TASK DESCRIPTION
The full set of entries is to be printed exactly, with pictures excluded.

DATA
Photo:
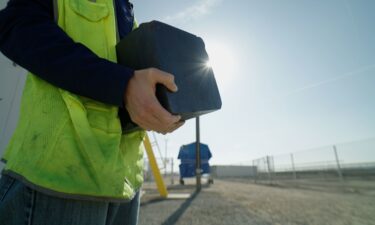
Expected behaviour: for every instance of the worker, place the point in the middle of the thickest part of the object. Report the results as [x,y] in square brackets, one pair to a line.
[69,161]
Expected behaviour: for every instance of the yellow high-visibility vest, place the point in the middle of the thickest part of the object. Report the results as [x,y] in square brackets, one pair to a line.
[68,144]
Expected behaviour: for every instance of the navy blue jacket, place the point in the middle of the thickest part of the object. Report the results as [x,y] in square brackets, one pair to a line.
[30,37]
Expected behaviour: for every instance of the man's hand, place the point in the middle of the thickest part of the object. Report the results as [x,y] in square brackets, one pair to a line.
[143,106]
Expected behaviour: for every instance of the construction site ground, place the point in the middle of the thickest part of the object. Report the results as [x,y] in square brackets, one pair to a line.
[241,201]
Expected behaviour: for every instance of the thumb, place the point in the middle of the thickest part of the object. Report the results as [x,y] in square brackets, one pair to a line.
[167,80]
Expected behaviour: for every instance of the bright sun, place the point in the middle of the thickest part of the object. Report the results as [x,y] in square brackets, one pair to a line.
[221,60]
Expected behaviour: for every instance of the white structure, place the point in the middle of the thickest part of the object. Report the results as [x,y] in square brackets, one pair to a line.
[233,171]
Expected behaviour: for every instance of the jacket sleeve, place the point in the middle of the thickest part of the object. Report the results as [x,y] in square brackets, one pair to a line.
[30,37]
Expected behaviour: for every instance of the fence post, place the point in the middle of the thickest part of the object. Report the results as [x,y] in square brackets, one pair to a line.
[293,167]
[337,162]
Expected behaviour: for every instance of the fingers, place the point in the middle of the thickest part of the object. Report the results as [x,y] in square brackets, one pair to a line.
[143,106]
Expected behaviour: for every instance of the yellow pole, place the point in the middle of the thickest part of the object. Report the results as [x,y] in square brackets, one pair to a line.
[155,169]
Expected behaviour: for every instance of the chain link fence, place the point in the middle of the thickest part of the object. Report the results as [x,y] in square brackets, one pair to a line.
[341,161]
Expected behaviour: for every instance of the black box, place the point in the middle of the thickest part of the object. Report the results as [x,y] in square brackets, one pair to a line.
[180,53]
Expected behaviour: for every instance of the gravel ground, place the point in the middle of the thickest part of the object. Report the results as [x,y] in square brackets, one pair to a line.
[243,202]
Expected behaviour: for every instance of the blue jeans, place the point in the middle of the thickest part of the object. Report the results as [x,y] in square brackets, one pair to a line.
[21,205]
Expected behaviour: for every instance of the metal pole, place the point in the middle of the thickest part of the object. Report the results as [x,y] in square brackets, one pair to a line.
[165,157]
[268,168]
[198,155]
[172,174]
[337,162]
[293,167]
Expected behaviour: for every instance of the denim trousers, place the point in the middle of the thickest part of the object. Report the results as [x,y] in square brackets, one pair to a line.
[21,205]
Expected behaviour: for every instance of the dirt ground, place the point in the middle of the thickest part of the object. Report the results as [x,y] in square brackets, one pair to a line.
[238,202]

OUTPUT FOR THIS TASK
Photo:
Expected behaviour: for every instance of the worker, place the point in the middle of the thickest part of the object. Report the results as [x,y] in square brackets, one pair to a line.
[69,161]
Expected behaviour: for every instance of the yellow high-visibility vest, place the point in the middle of the thickest part of the object. Report the results as [x,y] in square brackets, one pair to a line.
[68,144]
Expected behaviour: for every instance of the navy blue jacket, place the point in the middle of the thickest part of the object. Report the results as [x,y] in square brackets, one pair to a line.
[30,37]
Expected behaviour: for every instance of the man's hand, place the point in the middle of the thickest part of the object. Report the results as [x,y] in square brackets, one pair to a line.
[143,106]
Expected behaviour: for every instance of the construction site ground, place the point in the middle of the thickest part of the object. Report the results as [x,y] in square brackets, one pair to a line.
[241,201]
Expected behaviour: for every instance of the thumb, place the point in the middle of the thickest part of the object. Report the results as [x,y] in square brackets, one pair to a line.
[167,80]
Expected behaviour: for every instance of the bright sun, place the point in the middle of the thickest part of the object. Report the results as [x,y] in square brackets, one pair to a line.
[221,60]
Expected behaviour: for every instance of the white structure, place the point in the middle of the thickest part of the object. Report the results as [x,y] in square brackets, one pair to a line.
[233,171]
Expected behaviour: for every instance of the jacket sleeve, place the point in the middle of the thickest part of the object. Report the results as [x,y] in square brackets, one pair to a line.
[30,37]
Expected behaviour: for every instance of the fence post, place the point in the middle of the thickest part of the object. Report the results as [x,y] in square brackets, one pair to a line.
[293,167]
[337,162]
Expected behaviour: for every instance of the fingers, place the point in the middle of the thickest part of the object. Report the results as [x,y] in square brackets, one pair to a line.
[143,106]
Expected behaviour: for every instance of the yellow pole, place the point in the middle of the thickest part of the object. Report the results as [x,y] in square brackets, one pair to a line.
[155,169]
Expected behaviour: for every instance of the chain link fence, place the point in the middle of the thickest part of the object. Report the results as [x,y] in square brackets, one pair to a line.
[341,161]
Expected behaviour: for every instance of the black box, place the point in the middle of the thickest part of the object. Report the results as [x,y] in square brackets, one pair to a line.
[180,53]
Expected behaviour: for every instance of the gravel ground, place the point in the middle of the thickest part of the object. Report the results as [x,y] in square brackets, one pair to a line.
[243,202]
Expected behaviour: for every instance of the blue jeans, place the point in the middle of the thickest part of the object. Report the results as [x,y] in square brackets, one pair to a line.
[21,205]
Expected behaviour: for every instance of the metal pole, place the point in the middle of the thickest part of the object. Report the results as [x,y] in square brackets, one pair to a line.
[165,157]
[268,168]
[198,155]
[172,174]
[337,162]
[293,167]
Expected behaviour: for every instance of the denim trousers, place the point in the middle of the thickest part of the object. Report the results as [x,y] in square brackets, one pair to a line.
[21,205]
Expected behaviour: for every instance of the dirt ground, place the point in the middle of the thickest part of the object. Report the results as [x,y] in square brackets, one pair to a line.
[238,202]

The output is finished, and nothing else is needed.